Ausgewählter Textauszug:
◇ ◇ ◇ ◇

Tag Mietverhältnis

Was Vermieter und Mieter wissen sollten, wenn über die Wirksamkeit einer fristlosen Kündigung nach § 543 Abs. 1 BGB gestritten wird

Trotz einer erheblichen Pflichtverletzung des Mieters kann

  • im Einzelfall wegen besonders schwerwiegender persönlicher Härtegründe auf Seiten des Mieters,

ein wichtiger Grund für eine außerordentliche Kündigung im Sinne des § 543 Abs. 1 Satz 2 BGB nicht gegeben sein.

Darauf hat der unter anderem für das Wohnraummietrecht zuständige VIII. Zivilsenat des Bundesgerichtshofs (BGH) mit Urteil vom 09.11.2016 – VIII ZR 73/16 – hingewiesen und in einem Fall, in dem

  • eine (bettlägrige) 97-Jährige eine Dreizimmerwohnung für sich und im selben Stockwerk des Hauses eine Einzimmerwohnung für ihren gerichtlich bestellten Betreuer, der sie ganztägig pflegt, angemietet und
  • die Vermieterin das Mietverhältnis gemäß § 543 Abs. 1 Bürgerliches Gesetzbuch (BGB) fristlos gekündigt hatte, weil sie von dem Betreuer der 97-Jährigen in mehreren Schreiben an die Hausverwaltung grob beleidigt worden war,

entschieden, dass die Wirksamkeit der Kündigung in diesem Fall davon abhängen kann (was behauptet wurde, vom Berufungsgericht aber noch nicht geprüft worden ist),

  • ob die 97-Jährige auf die Betreuung durch den Beleidiger in ihrer bisherigen häuslichen Umgebung angewiesen ist und
  • bei einem Wechsel der Betreuungsperson oder einem Umzug schwerstwiegende Gesundheitsschäden zu besorgen sind.

Begründet hat der Senat dies damit, dass § 543 Abs. 1 Satz 2 BGB ausdrücklich eine Abwägung der beiderseitigen Interessen der Mietvertragsparteien und eine Berücksichtigung aller Umstände des Einzelfalles vorschreibt (Quelle: Pressemitteilung des BGH vom 09.11.2016 – Nr. 201/2016 –).

AG München entscheidet: Wohnraummieter darf gestellte Kaution nicht abwohnen

Ein Wohnungsmieter, der eine Kaution gestellt hat, darf, wenn das Mietverhältnis gekündigt worden ist,

  • die letzten Mietzahlungen nicht mit der hinterlegten Mietkaution verrechnen,
  • also die Mietzinszahlung nicht vor Ablauf des Mietverhältnisses einstellen und mit dem Kautionsrückzahlungsanspruch aufrechnen.

Darauf hat das Amtsgericht (AG) München mit Urteil vom 05.04.2016 – 432 C 1707/16 – hingewiesen.

◇ ◇ ◇ ◇

Aufgabe 1:
Finde jede Zeile der Einträge, in der die Zeichenfolge „trousers“ vorkommt, und schreibe sie ab, wobei Groß- und Kleinschreibung zu beachten ist.
Die Einträge haben mit dem Textauszug nichts zu tun.

◇ ◇ ◇ ◇

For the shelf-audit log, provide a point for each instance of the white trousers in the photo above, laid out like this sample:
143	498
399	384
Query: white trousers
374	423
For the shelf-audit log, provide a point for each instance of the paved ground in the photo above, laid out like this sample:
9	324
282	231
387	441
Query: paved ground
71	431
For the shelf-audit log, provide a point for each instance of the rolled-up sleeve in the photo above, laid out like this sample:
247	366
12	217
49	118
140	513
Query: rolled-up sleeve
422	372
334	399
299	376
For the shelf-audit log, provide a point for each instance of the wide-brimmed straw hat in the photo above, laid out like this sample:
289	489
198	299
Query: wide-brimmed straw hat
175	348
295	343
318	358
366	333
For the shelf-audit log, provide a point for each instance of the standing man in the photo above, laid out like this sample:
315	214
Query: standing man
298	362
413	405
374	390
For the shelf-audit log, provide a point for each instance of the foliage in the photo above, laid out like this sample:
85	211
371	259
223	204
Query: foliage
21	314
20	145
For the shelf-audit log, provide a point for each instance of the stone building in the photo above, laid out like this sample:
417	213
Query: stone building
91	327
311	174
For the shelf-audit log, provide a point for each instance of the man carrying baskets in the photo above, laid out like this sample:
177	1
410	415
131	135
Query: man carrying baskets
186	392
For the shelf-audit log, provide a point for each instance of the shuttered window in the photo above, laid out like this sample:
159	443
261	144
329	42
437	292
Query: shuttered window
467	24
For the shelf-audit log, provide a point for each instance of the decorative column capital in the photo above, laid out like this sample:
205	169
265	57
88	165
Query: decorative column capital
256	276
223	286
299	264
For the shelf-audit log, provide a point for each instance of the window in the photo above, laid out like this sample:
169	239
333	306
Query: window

◇ ◇ ◇ ◇

Aufgabe 2:
Übertrage den Textauszug wortgetreu von den Worten „Begründet hat der“ bis einschließlich der Worte „1707/16 – hingewiesen.“.

Endergebnis 1:
For the shelf-audit log, provide a point for each instance of the white trousers in the photo above, laid out like this sample:
Query: white trousers

Endergebnis 2:
Begründet hat der Senat dies damit, dass § 543 Abs. 1 Satz 2 BGB ausdrücklich eine Abwägung der beiderseitigen Interessen der Mietvertragsparteien und eine Berücksichtigung aller Umstände des Einzelfalles vorschreibt (Quelle: Pressemitteilung des BGH vom 09.11.2016 – Nr. 201/2016 –).

AG München entscheidet: Wohnraummieter darf gestellte Kaution nicht abwohnen

Ein Wohnungsmieter, der eine Kaution gestellt hat, darf, wenn das Mietverhältnis gekündigt worden ist,

  • die letzten Mietzahlungen nicht mit der hinterlegten Mietkaution verrechnen,
  • also die Mietzinszahlung nicht vor Ablauf des Mietverhältnisses einstellen und mit dem Kautionsrückzahlungsanspruch aufrechnen.

Darauf hat das Amtsgericht (AG) München mit Urteil vom 05.04.2016 – 432 C 1707/16 – hingewiesen.